_EXERCISE BRIEF_.
Say whether each of the following statements agrees with the article on Diageo and Burberry shares. Answer yes or no and quote the words of the article that decide it.
1. Diageo and Burberry have each seen their share price drop 12% this year.
2. Burberry's comparable store sales fell in the final quarter of its financial year.
3. Burberry's new CEO has already unveiled his growth strategy.

_SOURCE DOCUMENT_.
= Beginning of Section =
While the FTSE 100 index is flat year-to-date, a number of its members have fallen heavily. For instance, beverages firm Diageo (LON: DGE) and luxury goods company Burberry (LON: BRBY) have both recorded 12% share price declines this year.
In the short run, they face uncertain operating conditions that could lead to further stock price volatility. But, on a long-term view, they have the potential to reverse their recent index underperformance to generate attractive capital returns.
Covid-19 continues to have a negative impact on the Burberry share price. Restrictions in China inhibited its latest comparable store sales growth figures, with them growing by a relatively modest 7% in the final quarter of its financial year.
Of course, the company has a new CEO who will unveil his growth strategy later this year. Alongside likely continued uncertainty caused by the pandemic, this may mean that Burberry’s shares remain volatile in the coming months.
= End of Section =
_MATERIAL PROVIDED_.
= Beginning of Section =
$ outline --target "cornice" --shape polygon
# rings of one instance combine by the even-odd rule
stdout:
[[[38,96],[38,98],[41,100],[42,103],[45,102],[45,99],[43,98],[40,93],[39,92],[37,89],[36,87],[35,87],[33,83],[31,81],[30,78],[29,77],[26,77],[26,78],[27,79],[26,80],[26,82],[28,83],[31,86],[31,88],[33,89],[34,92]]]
= End of Section =
_SOLUTION_.
1. Yes: "have both recorded 12% share price declines this year"
2. No: "with them growing by a relatively modest 7% in the final quarter of its financial year"
3. No: "a new CEO who will unveil his growth strategy later this year"